Extrait à lire —
□ □ □ □ □ □ □

Dans un communiqué diffusé ce mardi soir 6 février, la Cédéao dit « suivre avec préoccupation l’évolution de la situation au Sénégal » et « déconseille toute action ou déclaration » pouvant aller « à l’encontre » de la Constitution et « encourage » la classe politique à « rétablir le calendrier électoral ».
Elle prendra « toutes les mesures nécessaires pour accompagner » le Sénégal et « maintenir » sa « tradition démocratique ». C’est effectivement le nouveau défi sur lequel la Cédéao joue peut-être sa survie. Alors que Macky Sall a annoncé et obtenu le report de l’élection présidentielle qui devait se tenir dans trois semaines, ses opposants dénoncent la « dérive autoritaire » du président sénégalais. Ce report survient après que les régimes putschistes du Mali, du Niger et du Burkina, ont annoncé leur retrait de la Cédéao qui, justement, exige d’eux l’organisation d’élections. Si les situations ne sont pas les mêmes, le moment pose en tout cas un défi de taille à l’organisation régionale.
S’agit-il de sauver la crédibilité d’un processus électoral fragilisé ? Ou d’un stratagème pour se maintenir au pouvoir ? Le président sénégalais Macky Sall a en tout cas repoussé l’élection présidentielle et prolongé son propre mandat. Le dernier pays ouest-africain à avoir pris une telle décision, c’est le Mali du colonel Assimi Goïta, dont la présidentielle était -hasard du calendrier- également prévue ce mois de février.
Macky Sall est arrivé au pouvoir par les urnes lors d’élections démocratiques et non à la faveur d’un double coup d’État militaire, il a réitéré son engagement à ne pas briguer de nouveau mandat et un camp politique opposé au sien a lui-même demandé le report du scrutin. Au Mali, enfin, aucune nouvelle date n’a été annoncée depuis l’annonce du report il y a quatre mois et demi.

□ □ □ □ □ □ □

Entrées de données extraites

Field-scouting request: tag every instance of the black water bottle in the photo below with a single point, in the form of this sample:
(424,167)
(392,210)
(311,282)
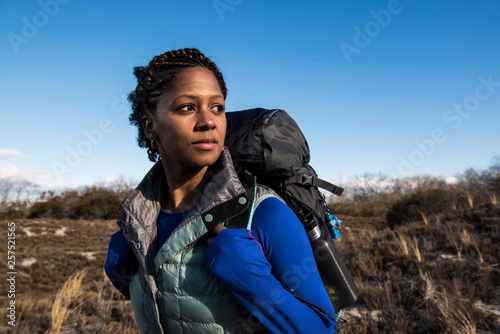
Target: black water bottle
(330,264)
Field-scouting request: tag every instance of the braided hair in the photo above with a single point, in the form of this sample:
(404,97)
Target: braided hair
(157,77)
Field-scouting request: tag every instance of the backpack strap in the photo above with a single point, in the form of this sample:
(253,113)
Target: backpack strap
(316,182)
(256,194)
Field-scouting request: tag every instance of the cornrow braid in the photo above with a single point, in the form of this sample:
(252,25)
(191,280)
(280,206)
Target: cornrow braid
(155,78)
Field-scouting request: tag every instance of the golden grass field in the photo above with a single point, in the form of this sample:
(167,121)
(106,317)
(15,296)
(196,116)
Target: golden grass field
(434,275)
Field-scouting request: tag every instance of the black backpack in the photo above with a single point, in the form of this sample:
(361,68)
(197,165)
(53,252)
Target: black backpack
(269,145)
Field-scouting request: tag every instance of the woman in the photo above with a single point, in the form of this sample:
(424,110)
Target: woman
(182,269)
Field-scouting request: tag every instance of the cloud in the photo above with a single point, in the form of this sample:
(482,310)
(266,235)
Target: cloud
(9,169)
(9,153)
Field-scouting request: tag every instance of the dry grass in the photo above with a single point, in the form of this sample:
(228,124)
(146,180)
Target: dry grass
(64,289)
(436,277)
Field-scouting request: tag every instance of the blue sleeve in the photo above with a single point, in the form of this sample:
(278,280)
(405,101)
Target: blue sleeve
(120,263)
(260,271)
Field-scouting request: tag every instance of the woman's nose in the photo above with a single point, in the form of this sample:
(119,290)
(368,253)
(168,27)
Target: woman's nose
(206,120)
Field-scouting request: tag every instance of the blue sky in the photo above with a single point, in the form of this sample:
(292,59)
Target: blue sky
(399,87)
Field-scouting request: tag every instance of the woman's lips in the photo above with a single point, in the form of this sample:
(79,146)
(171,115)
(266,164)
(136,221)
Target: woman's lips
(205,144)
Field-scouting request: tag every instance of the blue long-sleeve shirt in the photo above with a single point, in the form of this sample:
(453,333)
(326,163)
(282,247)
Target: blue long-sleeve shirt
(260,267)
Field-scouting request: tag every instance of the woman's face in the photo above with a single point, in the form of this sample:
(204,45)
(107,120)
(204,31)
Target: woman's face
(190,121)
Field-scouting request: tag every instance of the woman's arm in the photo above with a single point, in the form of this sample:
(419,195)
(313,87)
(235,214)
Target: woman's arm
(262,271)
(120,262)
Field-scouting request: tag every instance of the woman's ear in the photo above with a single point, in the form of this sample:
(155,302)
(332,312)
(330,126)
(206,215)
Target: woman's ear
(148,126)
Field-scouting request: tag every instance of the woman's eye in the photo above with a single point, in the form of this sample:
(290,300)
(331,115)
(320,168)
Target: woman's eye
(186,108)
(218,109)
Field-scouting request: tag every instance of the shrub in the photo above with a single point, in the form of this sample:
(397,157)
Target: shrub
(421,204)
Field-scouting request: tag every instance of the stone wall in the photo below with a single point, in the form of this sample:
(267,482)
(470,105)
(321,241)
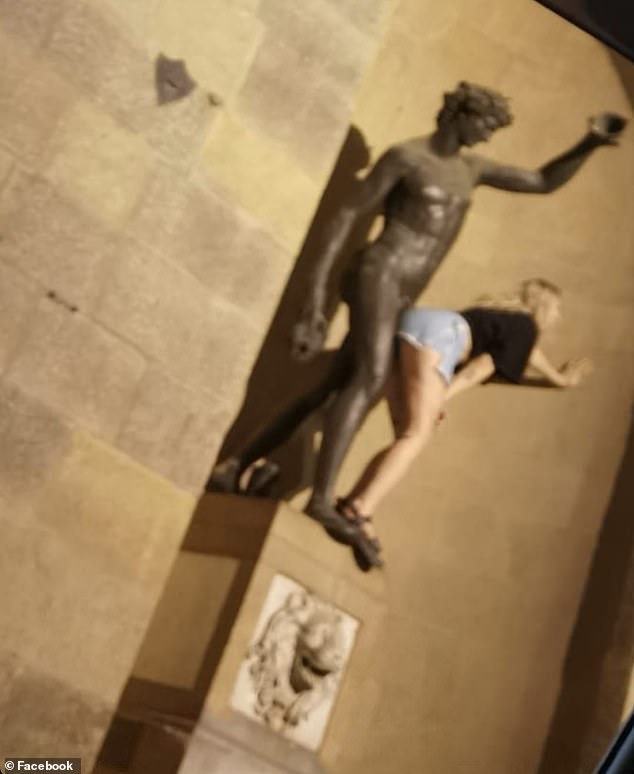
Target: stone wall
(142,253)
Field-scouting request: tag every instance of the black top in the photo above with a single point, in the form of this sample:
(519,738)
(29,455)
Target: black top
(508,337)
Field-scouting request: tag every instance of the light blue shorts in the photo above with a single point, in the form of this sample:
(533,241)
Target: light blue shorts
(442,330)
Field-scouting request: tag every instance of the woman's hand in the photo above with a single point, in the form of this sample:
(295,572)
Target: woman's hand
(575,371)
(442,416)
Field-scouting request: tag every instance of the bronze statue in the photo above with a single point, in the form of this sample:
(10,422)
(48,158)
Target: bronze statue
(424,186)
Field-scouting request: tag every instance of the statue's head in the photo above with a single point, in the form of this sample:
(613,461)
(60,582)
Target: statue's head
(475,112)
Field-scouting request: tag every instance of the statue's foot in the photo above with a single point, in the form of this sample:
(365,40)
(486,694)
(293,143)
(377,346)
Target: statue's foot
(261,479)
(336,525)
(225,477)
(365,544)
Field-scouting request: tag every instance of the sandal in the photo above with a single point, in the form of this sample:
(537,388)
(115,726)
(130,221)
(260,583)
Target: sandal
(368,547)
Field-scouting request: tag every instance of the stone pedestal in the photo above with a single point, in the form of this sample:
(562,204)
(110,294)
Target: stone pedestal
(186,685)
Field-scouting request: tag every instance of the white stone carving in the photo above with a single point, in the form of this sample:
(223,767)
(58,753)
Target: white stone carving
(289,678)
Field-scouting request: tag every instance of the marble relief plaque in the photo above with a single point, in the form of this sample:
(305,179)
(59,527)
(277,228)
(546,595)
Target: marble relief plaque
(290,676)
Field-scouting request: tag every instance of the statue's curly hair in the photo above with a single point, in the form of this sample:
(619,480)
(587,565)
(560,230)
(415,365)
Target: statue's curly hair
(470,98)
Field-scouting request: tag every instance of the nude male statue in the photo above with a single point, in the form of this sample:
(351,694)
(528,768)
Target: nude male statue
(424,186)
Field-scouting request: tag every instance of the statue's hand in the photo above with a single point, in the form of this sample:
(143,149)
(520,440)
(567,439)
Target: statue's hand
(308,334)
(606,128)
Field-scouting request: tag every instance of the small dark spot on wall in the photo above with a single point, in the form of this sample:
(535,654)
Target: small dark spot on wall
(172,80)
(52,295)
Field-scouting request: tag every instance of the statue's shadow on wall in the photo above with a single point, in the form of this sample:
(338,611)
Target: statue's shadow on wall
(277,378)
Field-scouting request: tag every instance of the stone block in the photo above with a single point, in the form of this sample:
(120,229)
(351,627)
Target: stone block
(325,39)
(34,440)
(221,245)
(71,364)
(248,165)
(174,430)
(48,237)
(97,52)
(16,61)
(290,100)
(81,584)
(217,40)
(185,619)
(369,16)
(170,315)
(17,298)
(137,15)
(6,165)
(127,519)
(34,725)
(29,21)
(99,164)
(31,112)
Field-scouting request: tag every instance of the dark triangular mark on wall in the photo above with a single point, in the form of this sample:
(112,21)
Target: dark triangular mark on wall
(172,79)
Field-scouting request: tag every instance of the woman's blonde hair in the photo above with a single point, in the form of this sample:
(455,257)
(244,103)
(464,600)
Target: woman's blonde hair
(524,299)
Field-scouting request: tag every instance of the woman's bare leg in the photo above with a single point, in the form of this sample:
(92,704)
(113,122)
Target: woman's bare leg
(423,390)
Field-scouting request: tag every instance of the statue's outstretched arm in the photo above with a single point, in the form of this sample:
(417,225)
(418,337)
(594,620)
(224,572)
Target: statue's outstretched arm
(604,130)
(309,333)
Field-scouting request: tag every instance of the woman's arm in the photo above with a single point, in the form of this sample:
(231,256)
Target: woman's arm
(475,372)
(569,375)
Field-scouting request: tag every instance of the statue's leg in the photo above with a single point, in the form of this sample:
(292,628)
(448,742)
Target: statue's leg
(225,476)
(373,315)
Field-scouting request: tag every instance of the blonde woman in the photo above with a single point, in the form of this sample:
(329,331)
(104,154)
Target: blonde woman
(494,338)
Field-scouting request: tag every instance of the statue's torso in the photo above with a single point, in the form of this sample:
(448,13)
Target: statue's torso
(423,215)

□ □ □ □ □ □ □

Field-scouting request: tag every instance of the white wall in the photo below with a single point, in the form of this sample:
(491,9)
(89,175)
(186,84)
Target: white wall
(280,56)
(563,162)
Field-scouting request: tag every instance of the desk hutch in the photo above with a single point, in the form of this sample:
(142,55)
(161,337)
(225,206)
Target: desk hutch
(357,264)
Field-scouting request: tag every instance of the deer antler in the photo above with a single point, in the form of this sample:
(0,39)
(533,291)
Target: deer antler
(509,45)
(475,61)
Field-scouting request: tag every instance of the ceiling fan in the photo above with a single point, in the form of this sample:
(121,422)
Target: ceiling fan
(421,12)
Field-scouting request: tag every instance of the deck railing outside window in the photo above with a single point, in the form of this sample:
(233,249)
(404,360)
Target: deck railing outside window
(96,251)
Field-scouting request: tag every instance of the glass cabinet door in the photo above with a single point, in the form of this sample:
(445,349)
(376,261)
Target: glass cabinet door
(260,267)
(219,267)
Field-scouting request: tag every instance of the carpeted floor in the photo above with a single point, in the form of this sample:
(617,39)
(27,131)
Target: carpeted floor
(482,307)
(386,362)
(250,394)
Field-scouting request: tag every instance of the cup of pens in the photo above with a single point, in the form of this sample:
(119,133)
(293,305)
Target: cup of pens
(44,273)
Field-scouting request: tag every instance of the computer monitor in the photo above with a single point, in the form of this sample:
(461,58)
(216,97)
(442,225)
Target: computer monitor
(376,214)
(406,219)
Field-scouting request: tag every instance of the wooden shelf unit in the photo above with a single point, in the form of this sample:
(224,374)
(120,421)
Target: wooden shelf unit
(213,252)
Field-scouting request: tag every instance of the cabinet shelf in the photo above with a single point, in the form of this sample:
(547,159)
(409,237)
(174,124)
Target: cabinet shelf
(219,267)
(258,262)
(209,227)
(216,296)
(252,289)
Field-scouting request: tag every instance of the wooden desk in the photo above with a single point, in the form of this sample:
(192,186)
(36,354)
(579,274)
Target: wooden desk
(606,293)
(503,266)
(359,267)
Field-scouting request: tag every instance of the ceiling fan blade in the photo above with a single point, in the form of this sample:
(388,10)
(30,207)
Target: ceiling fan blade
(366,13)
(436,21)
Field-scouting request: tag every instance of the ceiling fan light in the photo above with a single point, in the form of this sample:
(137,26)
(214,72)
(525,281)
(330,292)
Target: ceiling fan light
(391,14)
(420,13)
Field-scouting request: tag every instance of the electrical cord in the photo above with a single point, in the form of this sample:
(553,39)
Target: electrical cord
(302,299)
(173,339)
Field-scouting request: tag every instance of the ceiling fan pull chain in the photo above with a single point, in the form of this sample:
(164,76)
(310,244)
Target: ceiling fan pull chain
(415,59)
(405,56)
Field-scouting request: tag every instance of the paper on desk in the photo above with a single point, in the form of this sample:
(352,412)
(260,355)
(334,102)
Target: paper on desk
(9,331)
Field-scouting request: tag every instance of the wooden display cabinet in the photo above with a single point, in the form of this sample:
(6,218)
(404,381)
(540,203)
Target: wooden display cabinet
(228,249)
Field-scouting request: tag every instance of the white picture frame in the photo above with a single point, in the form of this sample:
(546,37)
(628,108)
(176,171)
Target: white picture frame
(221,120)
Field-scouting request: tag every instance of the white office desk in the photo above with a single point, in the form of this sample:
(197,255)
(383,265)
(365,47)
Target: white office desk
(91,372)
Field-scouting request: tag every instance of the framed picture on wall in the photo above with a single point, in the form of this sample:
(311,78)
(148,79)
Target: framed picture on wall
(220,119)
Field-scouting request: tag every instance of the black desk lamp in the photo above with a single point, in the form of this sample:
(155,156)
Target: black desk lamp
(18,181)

□ □ □ □ □ □ □

Énoncé — Recopiez mot pour mot le passage de l'article sur le report de la présidentielle sénégalaise qui va de « S’agit-il de sauver » à « mois de février. », ces deux bornes comprises. Les enregistrements ne servent à rien pour cet exercice.

Corrigé —
S’agit-il de sauver la crédibilité d’un processus électoral fragilisé ? Ou d’un stratagème pour se maintenir au pouvoir ? Le président sénégalais Macky Sall a en tout cas repoussé l’élection présidentielle et prolongé son propre mandat. Le dernier pays ouest-africain à avoir pris une telle décision, c’est le Mali du colonel Assimi Goïta, dont la présidentielle était -hasard du calendrier- également prévue ce mois de février.